• KUTIPAN HALAMAN:
LANGKAH-LANGKAH PEMBELAJARAN KOLABORATIF
Berikut ini
langkah-langkah pembelajaran kolaboratif.
- Para
siswa dalam kelompok menetapkan tujuan belajar dan membagi tugas
sendiri-sendiri.
- Semua
siswa dalam kelompok membaca, berdiskusi, dan menulis..
- Kelompok
kolaboratif bekerja secara bersinergi mengidentifikasi, mendemontrasikan,
meneliti, menganalisis, dan memformulasikan jawaban-jawaban tugas atau
masalah dalam LKS atau masalah yang ditemukan sendiri.
- Setelah
kelompok kolaboratif menyepakati hasil pemecahan masalah, masing-masing
siswa menulis laporan sendiri-sendiri secara lengkap.
- Guru
menunjuk salah satu kelompok secara acak (selanjutnya diupayakan agar
semua kelompok dapat giliran ke depan) untuk melakukan presentasi hasil
diskusi kelompok kolaboratifnya di depan kelas, siswa pada kelompok lain
mengamati, mencermati, membandingkan hasil presentasi tersebut, dan
menanggapi. Kegiatan ini dilakukan selama lebih kurang 20-30 menit.
- Masing-masing
siswa dalam kelompok kolaboratif melakukan elaborasi, inferensi, dan
revisi (bila diperlukan) terhadap laporan yang akan dikumpulan.
- Laporan
masing-masing siswa terhadap tugas-tugas yang telah dikumpulkan, disusun
perkelompok kolaboratif.
- Laporan
siswa dikoreksi, dikomentari, dinilai, dikembalikan pada pertemuan
berikutnya, dan didiskusikan.
D.
MACAM-MACAM PEMBELAJARAN KOLABORATIF
Ada banyak
macam pembelajaran kolaboratif yang pernah dikembangkan oleh para ahli maupun
praktisi pendidikan, teristimewa oleh para ahli Student Team Learning
pada John Hopkins University. Tetapi hanya sekitar sepuluh macam yang
mendapatkan perhatian secara luas, yaitu:
- Learning
Together
Dalam metode
ini kelompok-kelompok sekelas beranggotakan siswa-siswa yang beragam
kemampuannya. Tiap kelompok bekerjasama untuk menyelesaikan tugas yang
diberikan oleh guru. Satu kelompok hanya menerima dan mengerjakan satu set
lembar tugas. Penilaian didasarkan pada hasil kerja kelompok.
- Teams-Games-Tournament
(TGT)
Setelah
belajar bersama kelompoknya sendiri, para anggota suatu kelompok akan berlomba
dengan anggota kelompok lain sesuai dengan tingkat kemampuan masing-masing.
Penilaian didasarkan pada jumlah nilai yang diperoleh kelompok.
- Group
Investigation (GI)

• Catatan dataset penunjukan:

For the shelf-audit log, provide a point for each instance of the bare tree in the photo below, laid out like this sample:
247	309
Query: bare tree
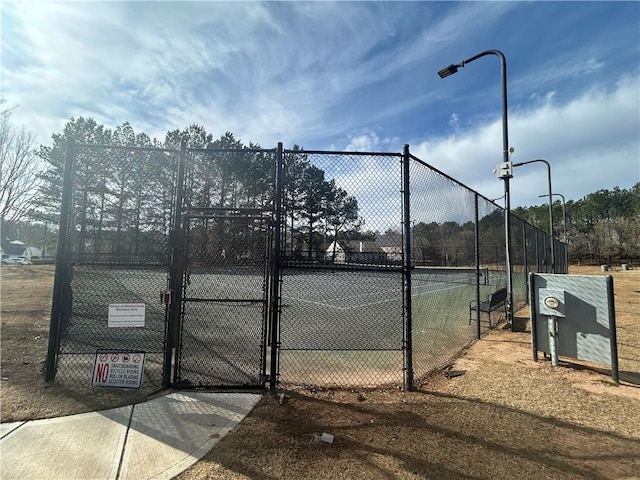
19	167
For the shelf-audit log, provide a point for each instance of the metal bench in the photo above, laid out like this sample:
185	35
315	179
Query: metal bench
494	301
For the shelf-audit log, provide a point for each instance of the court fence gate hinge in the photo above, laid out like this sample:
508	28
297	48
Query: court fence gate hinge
165	296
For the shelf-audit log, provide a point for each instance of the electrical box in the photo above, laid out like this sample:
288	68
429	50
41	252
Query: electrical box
583	312
551	302
504	170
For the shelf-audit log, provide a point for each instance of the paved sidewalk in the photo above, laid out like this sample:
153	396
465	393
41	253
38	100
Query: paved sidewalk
157	439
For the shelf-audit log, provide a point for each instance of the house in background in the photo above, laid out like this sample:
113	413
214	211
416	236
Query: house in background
17	248
356	251
391	245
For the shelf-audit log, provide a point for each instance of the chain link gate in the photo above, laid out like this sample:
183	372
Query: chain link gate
225	303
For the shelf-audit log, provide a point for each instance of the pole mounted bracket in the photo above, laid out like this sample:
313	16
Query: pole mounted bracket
504	170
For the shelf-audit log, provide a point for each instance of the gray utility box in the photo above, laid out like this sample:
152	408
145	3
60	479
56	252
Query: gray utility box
574	316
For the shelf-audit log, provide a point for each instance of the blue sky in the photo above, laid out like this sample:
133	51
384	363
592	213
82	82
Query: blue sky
348	76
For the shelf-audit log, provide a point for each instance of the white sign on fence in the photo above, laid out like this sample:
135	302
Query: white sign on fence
126	314
117	369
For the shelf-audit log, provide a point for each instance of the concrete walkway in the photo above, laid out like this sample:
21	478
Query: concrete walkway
157	439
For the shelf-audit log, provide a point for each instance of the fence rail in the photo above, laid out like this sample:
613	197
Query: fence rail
286	267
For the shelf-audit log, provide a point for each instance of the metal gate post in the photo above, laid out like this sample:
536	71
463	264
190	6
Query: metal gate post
525	262
406	260
176	247
477	260
274	291
60	270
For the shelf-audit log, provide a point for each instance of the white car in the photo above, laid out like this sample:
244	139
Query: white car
16	261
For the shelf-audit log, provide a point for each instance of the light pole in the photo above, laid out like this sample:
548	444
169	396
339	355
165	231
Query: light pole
450	70
550	194
564	227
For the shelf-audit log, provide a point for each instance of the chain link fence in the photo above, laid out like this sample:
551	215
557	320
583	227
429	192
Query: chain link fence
112	251
284	266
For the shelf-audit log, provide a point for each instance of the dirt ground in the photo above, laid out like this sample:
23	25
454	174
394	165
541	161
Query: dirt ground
493	414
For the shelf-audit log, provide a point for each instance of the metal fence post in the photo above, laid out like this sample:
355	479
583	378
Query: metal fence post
406	257
477	261
176	248
276	269
525	262
60	270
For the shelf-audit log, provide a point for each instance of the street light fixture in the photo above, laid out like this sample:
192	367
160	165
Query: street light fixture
550	195
450	70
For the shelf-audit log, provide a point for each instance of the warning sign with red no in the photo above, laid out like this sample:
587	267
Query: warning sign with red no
118	369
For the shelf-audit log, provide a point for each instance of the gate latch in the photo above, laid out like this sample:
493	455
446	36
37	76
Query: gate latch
165	296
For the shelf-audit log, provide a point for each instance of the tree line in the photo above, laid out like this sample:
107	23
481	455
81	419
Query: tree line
602	227
124	198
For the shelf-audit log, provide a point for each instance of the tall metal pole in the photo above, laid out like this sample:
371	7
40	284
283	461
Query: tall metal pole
176	274
553	254
406	267
451	69
275	271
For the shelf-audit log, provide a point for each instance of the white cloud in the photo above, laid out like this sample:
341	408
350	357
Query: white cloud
595	137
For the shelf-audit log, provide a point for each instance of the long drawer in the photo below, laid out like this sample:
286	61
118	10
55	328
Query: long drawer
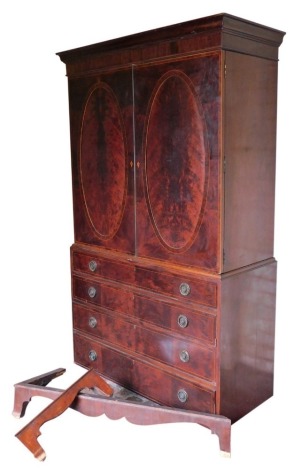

• TUGAS:
1. Salin kembali bagian teks tentang pembelajaran kolaboratif yang dimulai pada kata-kata "- Masing-masing" dan berhenti setelah "perkelompok kolaboratif.", lalu ganti "revisi" dengan "perbaikan".
2. Sesuai atau tidakkah tiap pernyataan berikut dengan teks tentang pembelajaran kolaboratif? Jawab ya atau tidak, dan kutip kata-kata teks yang menentukannya. (a) Dalam metode Learning Together, satu kelompok hanya menerima satu set lembar tugas. (b) Dalam Teams-Games-Tournament, penilaian didasarkan pada nilai perorangan tiap siswa. (c) Guru memilih kelompok yang melakukan presentasi secara acak.

• JAWABAN:
1.
- Masing-masing
siswa dalam kelompok kolaboratif melakukan elaborasi, inferensi, dan
perbaikan (bila diperlukan) terhadap laporan yang akan dikumpulan.
- Laporan
masing-masing siswa terhadap tugas-tugas yang telah dikumpulkan, disusun
perkelompok kolaboratif.

2.
(a) Ya: "Satu kelompok hanya menerima dan mengerjakan satu set lembar tugas."
(b) Tidak: "Penilaian didasarkan pada jumlah nilai yang diperoleh kelompok."
(c) Ya: "Guru menunjuk salah satu kelompok secara acak"